Dataset entries:
□ □ □ □ □ □ □

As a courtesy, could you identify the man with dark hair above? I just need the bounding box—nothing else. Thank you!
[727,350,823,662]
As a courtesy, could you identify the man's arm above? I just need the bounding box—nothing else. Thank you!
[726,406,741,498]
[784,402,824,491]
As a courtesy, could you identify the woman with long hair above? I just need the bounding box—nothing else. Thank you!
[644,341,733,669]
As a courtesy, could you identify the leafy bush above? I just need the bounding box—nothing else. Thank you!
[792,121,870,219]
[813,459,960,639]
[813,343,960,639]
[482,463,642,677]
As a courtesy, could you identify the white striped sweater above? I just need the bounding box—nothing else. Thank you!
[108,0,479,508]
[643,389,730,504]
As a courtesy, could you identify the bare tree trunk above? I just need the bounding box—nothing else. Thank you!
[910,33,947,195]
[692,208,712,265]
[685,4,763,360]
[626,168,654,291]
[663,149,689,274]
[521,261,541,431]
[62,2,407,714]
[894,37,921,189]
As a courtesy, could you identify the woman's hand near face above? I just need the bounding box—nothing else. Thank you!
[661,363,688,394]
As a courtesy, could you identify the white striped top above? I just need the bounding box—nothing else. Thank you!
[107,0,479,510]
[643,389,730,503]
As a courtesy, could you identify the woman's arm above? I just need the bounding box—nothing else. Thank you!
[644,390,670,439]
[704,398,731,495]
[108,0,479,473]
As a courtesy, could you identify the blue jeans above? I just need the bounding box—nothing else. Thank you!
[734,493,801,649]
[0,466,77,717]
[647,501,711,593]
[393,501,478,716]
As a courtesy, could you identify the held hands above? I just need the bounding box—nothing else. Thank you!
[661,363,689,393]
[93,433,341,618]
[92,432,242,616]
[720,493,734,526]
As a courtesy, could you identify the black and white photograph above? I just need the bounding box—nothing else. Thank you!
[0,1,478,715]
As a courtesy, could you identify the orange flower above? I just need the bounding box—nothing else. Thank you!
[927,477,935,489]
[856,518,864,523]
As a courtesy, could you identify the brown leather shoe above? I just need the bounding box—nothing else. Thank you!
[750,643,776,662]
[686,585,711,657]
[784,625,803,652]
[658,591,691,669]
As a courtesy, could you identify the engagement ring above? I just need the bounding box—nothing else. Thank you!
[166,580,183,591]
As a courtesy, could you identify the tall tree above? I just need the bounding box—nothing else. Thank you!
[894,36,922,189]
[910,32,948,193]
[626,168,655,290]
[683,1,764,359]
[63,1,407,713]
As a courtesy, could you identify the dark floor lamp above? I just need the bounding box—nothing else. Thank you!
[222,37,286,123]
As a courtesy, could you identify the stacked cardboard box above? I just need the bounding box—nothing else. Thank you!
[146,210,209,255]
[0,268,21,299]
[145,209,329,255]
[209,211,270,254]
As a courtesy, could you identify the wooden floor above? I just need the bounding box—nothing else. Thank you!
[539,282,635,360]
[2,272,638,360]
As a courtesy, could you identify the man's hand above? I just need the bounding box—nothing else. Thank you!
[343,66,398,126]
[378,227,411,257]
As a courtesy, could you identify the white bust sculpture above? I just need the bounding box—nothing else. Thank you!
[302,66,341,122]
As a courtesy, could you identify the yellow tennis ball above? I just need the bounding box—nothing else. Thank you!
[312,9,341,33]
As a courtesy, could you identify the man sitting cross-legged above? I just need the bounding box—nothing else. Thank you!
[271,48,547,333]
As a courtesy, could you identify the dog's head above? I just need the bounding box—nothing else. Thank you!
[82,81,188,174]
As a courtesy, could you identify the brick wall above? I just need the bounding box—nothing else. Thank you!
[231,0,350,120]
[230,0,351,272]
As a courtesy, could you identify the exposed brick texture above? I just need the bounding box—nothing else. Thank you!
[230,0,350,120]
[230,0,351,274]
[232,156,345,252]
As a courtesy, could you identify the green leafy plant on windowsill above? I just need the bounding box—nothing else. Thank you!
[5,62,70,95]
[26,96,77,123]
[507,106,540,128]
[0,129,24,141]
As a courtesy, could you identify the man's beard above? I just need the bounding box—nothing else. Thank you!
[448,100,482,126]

□ □ □ □ □ □ □

Exercise objective: The records above are to be given again in full, exactly.

Solved problem:
As a courtesy, could you identify the man with dark hair above? I just need the bounding box—nothing else. Thank you!
[727,350,823,662]
As a courtesy, could you identify the man's arm above? I just need the bounding box—nothing else. Thank you!
[726,406,741,498]
[784,402,824,491]
As a courtesy, could you identify the woman with long hair above? I just need the bounding box—nothing else. Thank you!
[644,341,733,669]
As a courtesy, could you identify the leafy bush above? I just need the bounding box—nothing else. Thank you!
[792,121,870,219]
[813,459,960,639]
[813,343,960,639]
[482,463,642,677]
As a courtesy, could you identify the white striped sweater above? I just need the bounding box—nothing else. Thank you!
[108,0,479,508]
[643,389,730,504]
As a courtesy, could you identify the bare tree trunk above? I just need the bounding box—nothing else. Thank you!
[910,33,947,195]
[692,208,712,265]
[685,4,763,360]
[626,168,654,291]
[663,149,689,274]
[521,261,541,431]
[62,2,407,714]
[894,37,921,189]
As a courtesy, could you identify the woman's hand near face above? I just need the bounding box—nothing else. Thank you!
[661,363,688,394]
As a courtesy, could you identify the white striped top above? I just need the bounding box—nothing else. Thank you!
[107,0,479,510]
[643,389,730,503]
As a courtesy, could you identify the woman's arm above? I just need the bounding box—nothing else. Thank you!
[644,390,670,439]
[704,398,731,495]
[108,0,479,473]
As a courtesy, could you identify the blue jeans above? I just need the bounding box—nothing else. Thank you!
[734,493,801,649]
[0,466,77,717]
[647,501,711,593]
[393,501,478,716]
As a courtesy, could you identify the held hands above? I just need the bounding box—nothing else. Thank you!
[661,363,689,393]
[93,433,341,618]
[92,432,242,616]
[720,493,734,526]
As a courtesy, could you identify the black and white photograph above? I just need the bounding box—nothing else. Thank you!
[0,1,478,715]
As a courtesy, could you identify the orange flower above? I just need the bounding box—nothing else. Thank you!
[927,477,935,489]
[856,518,864,523]
As a courtesy, could you identify the brown leather shoe above? I just need the bounding box—nothing else. Thank you!
[750,643,776,662]
[686,585,711,657]
[784,625,803,652]
[658,591,691,669]
As a courtesy, could you identify the engagement ring above? I just need the bounding box—nothing else. Thank you!
[166,580,183,591]
As a courtesy, could you identify the tall tree above? I just need the bounding box—nothing else. Thank you!
[894,36,922,189]
[910,32,948,193]
[626,168,655,290]
[683,1,764,359]
[63,1,407,713]
As a courtesy, could you identify the dark floor lamp above? I just need the bounding box—nothing else. Thank you!
[222,37,286,123]
As a courtesy, could you identify the stacked cardboard box above? I just need the bounding box—nothing else. Thank you!
[146,210,209,255]
[0,268,21,299]
[145,209,329,255]
[209,211,270,254]
As a courtesy, could you identify the wooden floor above? I just need the bounding box—nothing else. Thank you!
[539,282,635,360]
[2,272,638,360]
As a courtesy, could you identify the man's hand above? I just need the bounding box—nothing else. Thank you!
[343,66,398,126]
[378,227,411,257]
As a courtesy, could you identify the white bust sculpture above? I just need the bounding box—nothing else. Thank you!
[302,66,341,122]
As a courtesy, could you identify the yellow tennis ball above? I just need the bounding box—nothing else. Thank you!
[312,9,341,33]
As a courtesy, could you identify the man sitting cross-legged above? I just need the bounding box—nothing else. Thank you!
[271,48,547,333]
As a courtesy, could you identify the dog's head above? I just need the bounding box—nothing else. Thank you!
[82,81,188,174]
As a courtesy, could you identify the brick wall above? I just need the bounding box—nothing else. Thank you!
[231,0,350,120]
[230,0,351,272]
As a courtesy, could you identify the exposed brick texture above? I just need the bounding box—nothing else. Thank you!
[230,0,350,120]
[230,0,351,274]
[232,156,345,252]
As a courtesy, could you identify the green leafy plant on windowsill above? I just need the bounding box—nothing else. Thank you!
[5,62,70,95]
[26,96,77,123]
[507,106,540,128]
[0,129,24,141]
As a courtesy, could you identify the man's beard above? I just need the bounding box—nothing else. Thank you!
[448,100,482,126]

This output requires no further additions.